Excerpt: Begin
Just over three-quarters of a century of living has led Bob Williams to the realisation that love is the most important thing in life, both self-love and the love of others, and that the key to achieving this is acceptance. What is commonly called the Serenity prayer truly resonates with Bob, and is worth quoting here as a reminder to all – “God, grant me the serenity to accept the things I cannot change, the courage to change the things I can, and the wisdom to know the difference.” This plea, along with “This too shall pass”, have been pivotal to Bob’s achievement of the life he needed, and wanted, here in Hua Hin, in the past five years or so.
Bob considers himself kind, friendly, compassionate and non-judgemental, characteristics everyone wants in a friend. It is highly likely that Bob is imbued with these as a result of some of the mighty large challenges he has faced in his life. He was born in New York city in the USA, with a young but courageous mother who had fallen pregnant right at the end of WWII, to a bomber pilot with what we would now call Post Traumatic Stress Disorder, PTSD. Bob’s biological father refused to acknowledge his paternity. Although Bob was born prematurely, requiring treatment in an “iron lung” and his mother was estranged from her family as a result of her situation, she was determined to raise her child. Her parents, however, had other plans and tricked her by pre-arranging his delivery at an orphanage under the guise of taking her back to the family home, already having betrayed her by having her declared an unfit mother. Luckily for Bob, his mother was powerful and tenacious, but it still took her six months to regain custody of her child. Although of course Bob has no memory of this time, and did not find out this part of his personal history until he was 16 years old, he feels certain that the trauma he faced at being separated from his mother as a baby had a profound impact on his future pattern of repeated health issues, including anxiety and addiction.
Excerpt: End
Information provided: Begin
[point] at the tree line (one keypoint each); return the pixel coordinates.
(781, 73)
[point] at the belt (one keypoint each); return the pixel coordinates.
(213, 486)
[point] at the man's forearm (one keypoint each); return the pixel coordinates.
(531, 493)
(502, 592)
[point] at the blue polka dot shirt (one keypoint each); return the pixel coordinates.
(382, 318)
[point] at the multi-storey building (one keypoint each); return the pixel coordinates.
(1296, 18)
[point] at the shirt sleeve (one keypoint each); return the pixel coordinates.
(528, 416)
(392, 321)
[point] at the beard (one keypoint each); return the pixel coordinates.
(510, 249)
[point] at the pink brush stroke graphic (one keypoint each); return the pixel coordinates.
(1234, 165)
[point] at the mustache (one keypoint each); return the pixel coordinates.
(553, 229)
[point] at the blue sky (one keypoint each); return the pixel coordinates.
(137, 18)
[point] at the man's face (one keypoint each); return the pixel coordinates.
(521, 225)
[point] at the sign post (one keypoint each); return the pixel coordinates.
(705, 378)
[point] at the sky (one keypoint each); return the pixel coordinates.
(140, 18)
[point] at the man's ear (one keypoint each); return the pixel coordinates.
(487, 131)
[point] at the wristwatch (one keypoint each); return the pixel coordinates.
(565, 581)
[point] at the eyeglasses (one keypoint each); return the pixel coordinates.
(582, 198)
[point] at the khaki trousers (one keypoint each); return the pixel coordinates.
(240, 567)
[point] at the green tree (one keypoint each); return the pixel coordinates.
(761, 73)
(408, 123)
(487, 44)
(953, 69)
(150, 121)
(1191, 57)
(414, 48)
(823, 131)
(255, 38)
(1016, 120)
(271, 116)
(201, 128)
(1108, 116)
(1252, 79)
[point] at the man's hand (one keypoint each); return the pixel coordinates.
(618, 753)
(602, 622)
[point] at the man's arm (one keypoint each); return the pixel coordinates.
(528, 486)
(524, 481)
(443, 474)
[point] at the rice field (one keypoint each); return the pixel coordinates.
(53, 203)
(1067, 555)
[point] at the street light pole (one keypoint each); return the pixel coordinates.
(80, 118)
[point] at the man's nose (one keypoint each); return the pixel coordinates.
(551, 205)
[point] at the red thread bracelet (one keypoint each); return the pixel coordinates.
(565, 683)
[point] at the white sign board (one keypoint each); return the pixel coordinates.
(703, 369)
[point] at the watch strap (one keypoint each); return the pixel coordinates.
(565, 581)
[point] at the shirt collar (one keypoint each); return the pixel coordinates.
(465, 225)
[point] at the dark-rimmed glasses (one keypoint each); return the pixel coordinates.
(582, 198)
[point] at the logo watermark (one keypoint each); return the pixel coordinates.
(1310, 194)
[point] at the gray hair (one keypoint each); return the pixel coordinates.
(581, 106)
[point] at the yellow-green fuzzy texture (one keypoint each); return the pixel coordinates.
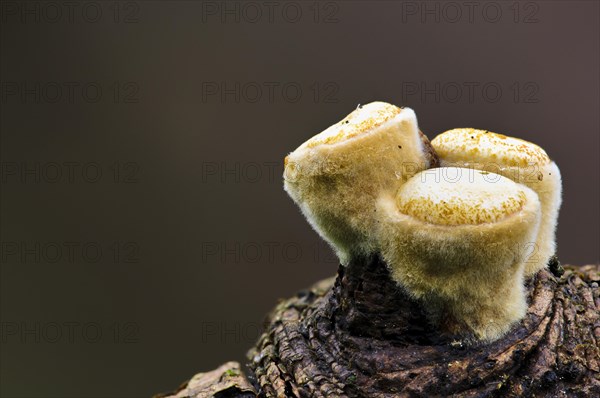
(519, 160)
(470, 275)
(337, 176)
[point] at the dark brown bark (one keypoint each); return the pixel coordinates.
(359, 335)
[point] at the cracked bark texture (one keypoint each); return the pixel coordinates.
(359, 335)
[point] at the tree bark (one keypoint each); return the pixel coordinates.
(360, 335)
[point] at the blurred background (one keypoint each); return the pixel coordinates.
(144, 230)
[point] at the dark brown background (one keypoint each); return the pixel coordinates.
(180, 308)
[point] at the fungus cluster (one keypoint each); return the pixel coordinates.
(460, 221)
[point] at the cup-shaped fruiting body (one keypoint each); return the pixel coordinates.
(336, 176)
(519, 160)
(454, 237)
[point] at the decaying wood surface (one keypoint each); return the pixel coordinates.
(359, 335)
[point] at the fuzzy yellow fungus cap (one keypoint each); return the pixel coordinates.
(483, 197)
(465, 145)
(363, 120)
(337, 176)
(519, 160)
(457, 239)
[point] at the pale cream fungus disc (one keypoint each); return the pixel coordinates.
(460, 196)
(472, 145)
(361, 120)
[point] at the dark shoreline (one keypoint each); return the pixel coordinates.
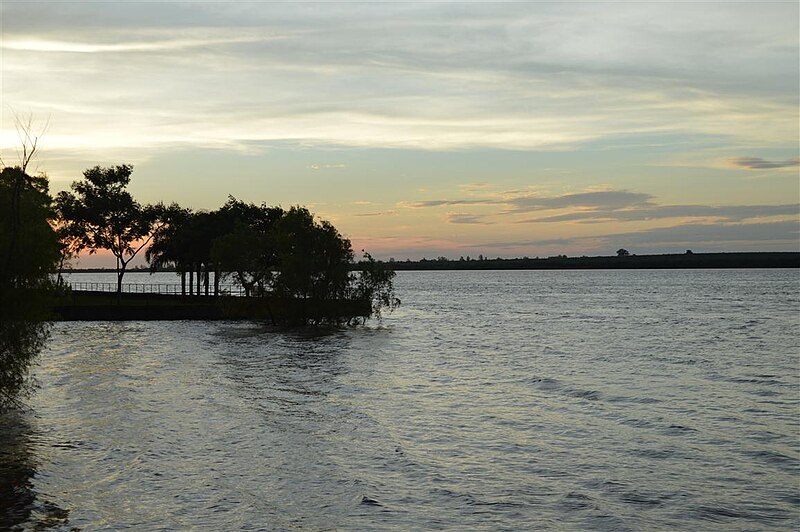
(787, 259)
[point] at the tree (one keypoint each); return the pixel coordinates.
(376, 285)
(101, 214)
(169, 243)
(30, 252)
(244, 245)
(313, 258)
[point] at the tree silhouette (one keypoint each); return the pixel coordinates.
(101, 214)
(30, 252)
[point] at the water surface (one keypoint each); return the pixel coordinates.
(604, 400)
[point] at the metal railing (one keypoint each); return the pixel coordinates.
(152, 288)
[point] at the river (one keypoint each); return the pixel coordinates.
(513, 400)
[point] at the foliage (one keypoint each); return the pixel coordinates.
(100, 213)
(376, 285)
(30, 252)
(313, 257)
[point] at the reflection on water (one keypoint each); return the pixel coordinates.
(491, 400)
(20, 505)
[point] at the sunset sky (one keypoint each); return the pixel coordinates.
(431, 128)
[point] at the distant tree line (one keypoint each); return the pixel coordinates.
(688, 259)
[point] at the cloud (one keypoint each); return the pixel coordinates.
(526, 201)
(465, 218)
(317, 166)
(606, 199)
(730, 213)
(444, 203)
(432, 76)
(378, 213)
(713, 235)
(757, 163)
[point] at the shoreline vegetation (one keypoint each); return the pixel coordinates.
(295, 269)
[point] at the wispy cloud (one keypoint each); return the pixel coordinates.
(465, 218)
(317, 166)
(730, 213)
(441, 76)
(714, 236)
(757, 163)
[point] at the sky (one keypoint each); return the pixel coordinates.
(427, 129)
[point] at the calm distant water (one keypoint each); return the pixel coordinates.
(599, 400)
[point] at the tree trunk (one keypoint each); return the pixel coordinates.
(120, 273)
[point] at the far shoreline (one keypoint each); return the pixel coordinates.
(728, 260)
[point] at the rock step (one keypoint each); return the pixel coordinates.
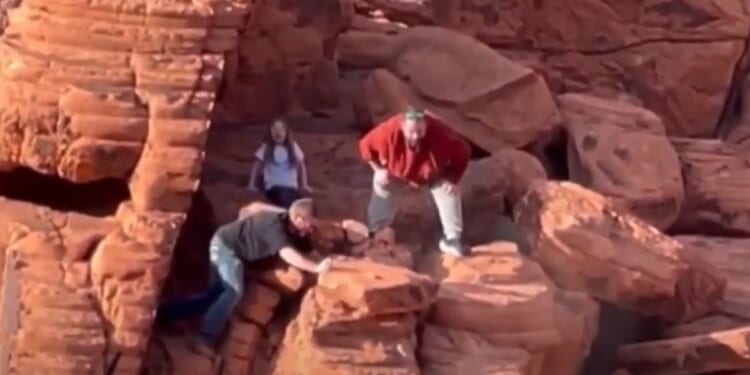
(699, 354)
(586, 244)
(36, 24)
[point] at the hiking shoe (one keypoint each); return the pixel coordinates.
(201, 345)
(453, 247)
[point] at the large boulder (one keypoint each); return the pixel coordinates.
(715, 174)
(490, 100)
(285, 63)
(357, 322)
(586, 244)
(621, 150)
(614, 48)
(92, 92)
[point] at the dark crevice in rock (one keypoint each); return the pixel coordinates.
(732, 111)
(190, 263)
(631, 328)
(98, 198)
(552, 152)
(513, 46)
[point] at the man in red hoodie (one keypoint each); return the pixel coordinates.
(416, 149)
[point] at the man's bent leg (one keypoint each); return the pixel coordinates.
(230, 274)
(382, 207)
(450, 212)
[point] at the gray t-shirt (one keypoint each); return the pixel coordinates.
(261, 235)
(279, 171)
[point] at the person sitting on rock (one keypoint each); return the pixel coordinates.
(283, 165)
(259, 235)
(416, 149)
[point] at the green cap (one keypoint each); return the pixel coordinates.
(413, 114)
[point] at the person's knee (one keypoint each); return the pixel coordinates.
(233, 293)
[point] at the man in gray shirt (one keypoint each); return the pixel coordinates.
(260, 235)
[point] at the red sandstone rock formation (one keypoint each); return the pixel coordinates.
(611, 49)
(88, 92)
(587, 245)
(125, 91)
(621, 151)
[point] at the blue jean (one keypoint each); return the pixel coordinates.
(222, 296)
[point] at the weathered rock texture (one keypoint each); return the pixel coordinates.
(357, 322)
(612, 48)
(88, 92)
(587, 245)
(286, 62)
(485, 97)
(730, 257)
(497, 311)
(621, 151)
(715, 175)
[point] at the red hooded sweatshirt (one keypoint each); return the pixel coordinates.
(442, 154)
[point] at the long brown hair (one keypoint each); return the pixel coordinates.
(288, 143)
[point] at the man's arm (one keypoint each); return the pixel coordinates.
(373, 145)
(293, 257)
(457, 150)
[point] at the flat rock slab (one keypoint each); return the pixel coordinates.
(448, 352)
(494, 291)
(700, 354)
(715, 174)
(577, 320)
(371, 288)
(586, 244)
(622, 151)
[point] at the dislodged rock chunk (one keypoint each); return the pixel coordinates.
(577, 318)
(495, 290)
(701, 354)
(443, 353)
(312, 345)
(705, 326)
(372, 288)
(585, 244)
(621, 151)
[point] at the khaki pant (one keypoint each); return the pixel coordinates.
(382, 208)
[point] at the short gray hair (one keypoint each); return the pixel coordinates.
(302, 207)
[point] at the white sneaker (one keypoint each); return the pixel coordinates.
(453, 247)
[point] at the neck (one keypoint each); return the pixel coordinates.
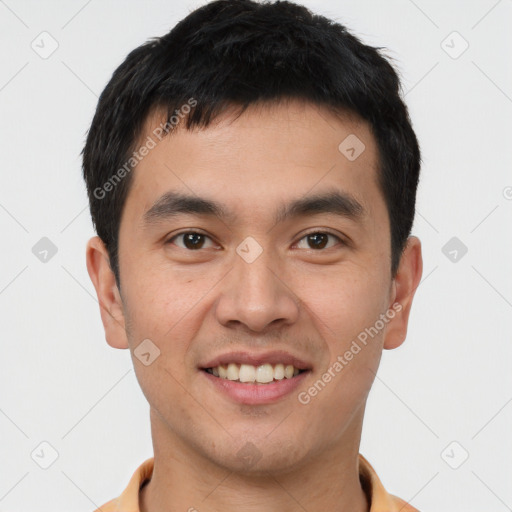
Information provided: End
Study questions –
#1 Reproduce the passage from the profile of Bob Williams, starting with "Just over three-quarters" and going on through "years or so.".
#2 List the traits Bob considers himself to have, according to the profile of Bob Williams.

Expected outputs –
#1
Just over three-quarters of a century of living has led Bob Williams to the realisation that love is the most important thing in life, both self-love and the love of others, and that the key to achieving this is acceptance. What is commonly called the Serenity prayer truly resonates with Bob, and is worth quoting here as a reminder to all – “God, grant me the serenity to accept the things I cannot change, the courage to change the things I can, and the wisdom to know the difference.” This plea, along with “This too shall pass”, have been pivotal to Bob’s achievement of the life he needed, and wanted, here in Hua Hin, in the past five years or so.

#2 kind, friendly, compassionate, non-judgemental